**Recorded information**
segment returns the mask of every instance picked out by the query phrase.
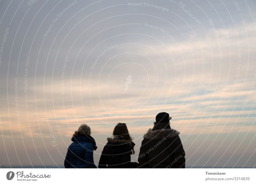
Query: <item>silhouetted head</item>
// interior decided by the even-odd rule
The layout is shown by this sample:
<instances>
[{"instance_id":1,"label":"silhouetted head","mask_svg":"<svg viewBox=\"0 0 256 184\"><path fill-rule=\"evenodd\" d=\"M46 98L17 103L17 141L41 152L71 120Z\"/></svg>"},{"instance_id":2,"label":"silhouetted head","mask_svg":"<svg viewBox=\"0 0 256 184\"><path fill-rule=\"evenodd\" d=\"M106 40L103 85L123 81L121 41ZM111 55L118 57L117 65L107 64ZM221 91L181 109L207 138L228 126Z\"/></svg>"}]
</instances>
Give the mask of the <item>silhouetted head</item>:
<instances>
[{"instance_id":1,"label":"silhouetted head","mask_svg":"<svg viewBox=\"0 0 256 184\"><path fill-rule=\"evenodd\" d=\"M132 137L129 133L128 129L125 123L118 123L116 125L113 131L113 136L115 137L123 137L124 139L125 140L132 141L133 138ZM135 153L134 149L133 148L132 149L132 151L133 154Z\"/></svg>"},{"instance_id":2,"label":"silhouetted head","mask_svg":"<svg viewBox=\"0 0 256 184\"><path fill-rule=\"evenodd\" d=\"M169 114L167 113L160 113L156 116L156 122L154 124L156 125L159 123L169 123L172 117L170 117Z\"/></svg>"},{"instance_id":3,"label":"silhouetted head","mask_svg":"<svg viewBox=\"0 0 256 184\"><path fill-rule=\"evenodd\" d=\"M91 128L86 124L82 124L78 128L77 131L75 131L73 136L86 135L91 136Z\"/></svg>"}]
</instances>

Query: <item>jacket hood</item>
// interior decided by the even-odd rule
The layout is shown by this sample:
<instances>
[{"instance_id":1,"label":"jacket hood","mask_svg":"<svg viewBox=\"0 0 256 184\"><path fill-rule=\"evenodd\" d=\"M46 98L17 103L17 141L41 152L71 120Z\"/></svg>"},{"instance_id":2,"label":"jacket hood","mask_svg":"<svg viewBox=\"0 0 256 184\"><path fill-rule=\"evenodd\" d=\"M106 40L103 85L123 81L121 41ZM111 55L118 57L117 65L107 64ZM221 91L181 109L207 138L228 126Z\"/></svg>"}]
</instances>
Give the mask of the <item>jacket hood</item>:
<instances>
[{"instance_id":1,"label":"jacket hood","mask_svg":"<svg viewBox=\"0 0 256 184\"><path fill-rule=\"evenodd\" d=\"M94 150L96 150L96 149L97 149L95 140L94 140L92 137L90 136L84 135L73 136L71 139L71 140L73 142L76 142L78 143L82 142L90 143L92 144Z\"/></svg>"},{"instance_id":2,"label":"jacket hood","mask_svg":"<svg viewBox=\"0 0 256 184\"><path fill-rule=\"evenodd\" d=\"M160 140L163 138L171 139L180 134L180 132L171 129L156 129L153 130L149 129L144 134L143 138L147 139Z\"/></svg>"},{"instance_id":3,"label":"jacket hood","mask_svg":"<svg viewBox=\"0 0 256 184\"><path fill-rule=\"evenodd\" d=\"M117 138L111 138L111 137L108 137L107 140L108 141L108 143L110 144L114 145L122 145L126 144L128 144L131 149L133 148L135 144L131 141L126 140L124 138L124 137L122 136L118 137Z\"/></svg>"}]
</instances>

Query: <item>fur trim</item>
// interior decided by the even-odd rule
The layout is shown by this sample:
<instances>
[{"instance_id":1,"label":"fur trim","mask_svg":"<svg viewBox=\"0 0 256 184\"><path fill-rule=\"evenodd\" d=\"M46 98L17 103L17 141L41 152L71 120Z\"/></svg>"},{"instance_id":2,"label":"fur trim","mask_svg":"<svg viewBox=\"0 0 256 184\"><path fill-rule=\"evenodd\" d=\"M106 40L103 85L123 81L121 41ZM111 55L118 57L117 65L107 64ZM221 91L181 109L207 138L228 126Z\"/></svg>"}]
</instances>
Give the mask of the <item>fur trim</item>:
<instances>
[{"instance_id":1,"label":"fur trim","mask_svg":"<svg viewBox=\"0 0 256 184\"><path fill-rule=\"evenodd\" d=\"M160 140L164 137L169 139L177 136L180 134L180 132L174 129L163 129L153 131L151 129L149 129L144 134L143 138L149 140Z\"/></svg>"}]
</instances>

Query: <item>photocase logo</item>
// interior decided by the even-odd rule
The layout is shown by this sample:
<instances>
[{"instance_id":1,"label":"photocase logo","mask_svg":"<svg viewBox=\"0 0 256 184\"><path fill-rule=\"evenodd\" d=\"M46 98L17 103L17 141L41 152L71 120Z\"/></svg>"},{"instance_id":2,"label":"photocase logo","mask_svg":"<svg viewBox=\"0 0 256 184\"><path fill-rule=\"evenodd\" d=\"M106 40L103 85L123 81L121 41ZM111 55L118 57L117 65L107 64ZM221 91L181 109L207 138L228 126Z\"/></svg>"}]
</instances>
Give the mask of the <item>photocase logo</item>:
<instances>
[{"instance_id":1,"label":"photocase logo","mask_svg":"<svg viewBox=\"0 0 256 184\"><path fill-rule=\"evenodd\" d=\"M126 78L126 82L125 82L125 88L124 89L124 92L126 92L128 88L129 87L129 85L131 84L131 83L132 82L132 75L130 74L128 75L128 77Z\"/></svg>"},{"instance_id":2,"label":"photocase logo","mask_svg":"<svg viewBox=\"0 0 256 184\"><path fill-rule=\"evenodd\" d=\"M12 171L9 171L6 174L6 178L8 180L11 180L14 177L14 173Z\"/></svg>"}]
</instances>

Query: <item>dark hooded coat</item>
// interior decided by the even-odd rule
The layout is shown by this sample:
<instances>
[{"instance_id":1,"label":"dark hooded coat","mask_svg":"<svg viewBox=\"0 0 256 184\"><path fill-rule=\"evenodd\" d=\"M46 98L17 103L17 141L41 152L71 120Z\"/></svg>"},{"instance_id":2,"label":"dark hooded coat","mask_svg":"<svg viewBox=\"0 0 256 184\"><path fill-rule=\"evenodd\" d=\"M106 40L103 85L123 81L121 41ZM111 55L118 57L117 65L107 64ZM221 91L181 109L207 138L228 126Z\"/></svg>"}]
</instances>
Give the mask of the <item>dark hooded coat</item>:
<instances>
[{"instance_id":1,"label":"dark hooded coat","mask_svg":"<svg viewBox=\"0 0 256 184\"><path fill-rule=\"evenodd\" d=\"M68 147L64 165L65 168L97 168L93 150L97 148L94 139L89 136L73 136Z\"/></svg>"},{"instance_id":2,"label":"dark hooded coat","mask_svg":"<svg viewBox=\"0 0 256 184\"><path fill-rule=\"evenodd\" d=\"M136 163L131 162L132 149L135 144L122 136L108 137L99 162L99 168L131 168ZM138 165L138 163L137 163Z\"/></svg>"},{"instance_id":3,"label":"dark hooded coat","mask_svg":"<svg viewBox=\"0 0 256 184\"><path fill-rule=\"evenodd\" d=\"M185 168L185 152L169 123L159 123L144 135L138 161L140 168Z\"/></svg>"}]
</instances>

**Directive**
Omit the pictures, then quote the rest of the material above exactly.

**Finished exercise**
segment returns the mask of every instance picked out by the query phrase.
Query: <item>silhouetted head</item>
// interior decided by the even-odd rule
The layout is shown by this sample:
<instances>
[{"instance_id":1,"label":"silhouetted head","mask_svg":"<svg viewBox=\"0 0 256 184\"><path fill-rule=\"evenodd\" d=\"M46 98L17 103L17 141L41 152L71 120Z\"/></svg>"},{"instance_id":2,"label":"silhouetted head","mask_svg":"<svg viewBox=\"0 0 256 184\"><path fill-rule=\"evenodd\" d=\"M106 40L103 85L123 81L121 41ZM111 55L118 57L117 65L107 64ZM221 91L181 109L207 138L228 126Z\"/></svg>"}]
</instances>
Give the mask of the <item>silhouetted head</item>:
<instances>
[{"instance_id":1,"label":"silhouetted head","mask_svg":"<svg viewBox=\"0 0 256 184\"><path fill-rule=\"evenodd\" d=\"M132 137L129 133L128 129L125 123L118 123L116 125L113 131L113 136L115 137L123 137L124 139L125 140L132 141L133 138ZM135 153L134 149L133 148L132 149L132 151L133 154Z\"/></svg>"},{"instance_id":2,"label":"silhouetted head","mask_svg":"<svg viewBox=\"0 0 256 184\"><path fill-rule=\"evenodd\" d=\"M169 114L167 113L160 113L156 116L156 122L154 124L156 125L159 123L169 123L172 117L170 117Z\"/></svg>"},{"instance_id":3,"label":"silhouetted head","mask_svg":"<svg viewBox=\"0 0 256 184\"><path fill-rule=\"evenodd\" d=\"M91 128L86 124L82 124L78 128L77 131L75 131L73 136L86 135L91 136Z\"/></svg>"}]
</instances>

Query: <item>jacket hood</item>
// interior decided by the even-odd rule
The layout is shown by this sample:
<instances>
[{"instance_id":1,"label":"jacket hood","mask_svg":"<svg viewBox=\"0 0 256 184\"><path fill-rule=\"evenodd\" d=\"M46 98L17 103L17 141L41 152L71 120Z\"/></svg>"},{"instance_id":2,"label":"jacket hood","mask_svg":"<svg viewBox=\"0 0 256 184\"><path fill-rule=\"evenodd\" d=\"M106 40L103 85L123 81L121 41ZM111 55L118 57L117 65L107 64ZM221 91L181 109L207 138L228 126Z\"/></svg>"}]
</instances>
Give the mask of the <item>jacket hood</item>:
<instances>
[{"instance_id":1,"label":"jacket hood","mask_svg":"<svg viewBox=\"0 0 256 184\"><path fill-rule=\"evenodd\" d=\"M94 150L96 150L96 149L97 149L95 140L94 140L92 137L90 136L84 135L73 136L71 139L71 140L73 142L76 142L78 143L82 142L90 143L92 144Z\"/></svg>"},{"instance_id":2,"label":"jacket hood","mask_svg":"<svg viewBox=\"0 0 256 184\"><path fill-rule=\"evenodd\" d=\"M160 140L163 138L171 139L180 134L180 132L171 129L156 129L153 130L149 129L144 134L143 138L147 139Z\"/></svg>"},{"instance_id":3,"label":"jacket hood","mask_svg":"<svg viewBox=\"0 0 256 184\"><path fill-rule=\"evenodd\" d=\"M117 138L111 138L111 137L108 137L107 140L108 141L108 143L110 144L114 145L122 145L126 144L128 144L131 149L133 148L135 144L131 141L126 140L124 138L124 137L122 136L118 137Z\"/></svg>"}]
</instances>

Query: <item>fur trim</item>
// interior decided by the even-odd rule
The layout is shown by this sample:
<instances>
[{"instance_id":1,"label":"fur trim","mask_svg":"<svg viewBox=\"0 0 256 184\"><path fill-rule=\"evenodd\" d=\"M46 98L17 103L17 141L41 152L71 120Z\"/></svg>"},{"instance_id":2,"label":"fur trim","mask_svg":"<svg viewBox=\"0 0 256 184\"><path fill-rule=\"evenodd\" d=\"M106 40L103 85L123 81L121 41ZM111 55L118 57L117 65L107 64ZM221 91L181 109L207 138L228 126Z\"/></svg>"}]
</instances>
Give the mask of the <item>fur trim</item>:
<instances>
[{"instance_id":1,"label":"fur trim","mask_svg":"<svg viewBox=\"0 0 256 184\"><path fill-rule=\"evenodd\" d=\"M160 140L164 137L169 139L177 136L180 134L180 132L174 129L163 129L153 131L151 129L149 129L144 134L143 138L149 140Z\"/></svg>"}]
</instances>

Query: <item>photocase logo</item>
// interior decided by the even-odd rule
The layout is shown by this sample:
<instances>
[{"instance_id":1,"label":"photocase logo","mask_svg":"<svg viewBox=\"0 0 256 184\"><path fill-rule=\"evenodd\" d=\"M46 98L17 103L17 141L41 152L71 120Z\"/></svg>"},{"instance_id":2,"label":"photocase logo","mask_svg":"<svg viewBox=\"0 0 256 184\"><path fill-rule=\"evenodd\" d=\"M106 40L103 85L123 81L121 41ZM111 55L118 57L117 65L107 64ZM221 91L181 109L207 138L228 126Z\"/></svg>"}]
</instances>
Give the mask of the <item>photocase logo</item>:
<instances>
[{"instance_id":1,"label":"photocase logo","mask_svg":"<svg viewBox=\"0 0 256 184\"><path fill-rule=\"evenodd\" d=\"M126 78L126 82L125 82L125 88L124 89L124 92L126 92L128 88L129 87L129 85L131 84L131 83L132 82L132 75L130 74L128 75L128 77Z\"/></svg>"},{"instance_id":2,"label":"photocase logo","mask_svg":"<svg viewBox=\"0 0 256 184\"><path fill-rule=\"evenodd\" d=\"M12 171L9 171L6 174L6 178L8 180L11 180L14 177L14 173Z\"/></svg>"}]
</instances>

Query: <item>dark hooded coat</item>
// interior decided by the even-odd rule
The layout is shown by this sample:
<instances>
[{"instance_id":1,"label":"dark hooded coat","mask_svg":"<svg viewBox=\"0 0 256 184\"><path fill-rule=\"evenodd\" d=\"M46 98L17 103L17 141L41 152L71 120Z\"/></svg>"},{"instance_id":2,"label":"dark hooded coat","mask_svg":"<svg viewBox=\"0 0 256 184\"><path fill-rule=\"evenodd\" d=\"M106 40L103 85L123 81L121 41ZM111 55L118 57L117 65L107 64ZM221 91L181 109L207 138L228 126Z\"/></svg>"}]
</instances>
Give the mask of the <item>dark hooded coat</item>:
<instances>
[{"instance_id":1,"label":"dark hooded coat","mask_svg":"<svg viewBox=\"0 0 256 184\"><path fill-rule=\"evenodd\" d=\"M68 147L64 165L65 168L97 168L93 150L97 148L94 139L89 136L73 136Z\"/></svg>"},{"instance_id":2,"label":"dark hooded coat","mask_svg":"<svg viewBox=\"0 0 256 184\"><path fill-rule=\"evenodd\" d=\"M136 163L131 162L132 149L135 144L122 136L108 137L99 162L99 168L131 168ZM138 165L138 163L137 163Z\"/></svg>"},{"instance_id":3,"label":"dark hooded coat","mask_svg":"<svg viewBox=\"0 0 256 184\"><path fill-rule=\"evenodd\" d=\"M185 168L185 152L169 123L159 123L144 135L138 161L140 168Z\"/></svg>"}]
</instances>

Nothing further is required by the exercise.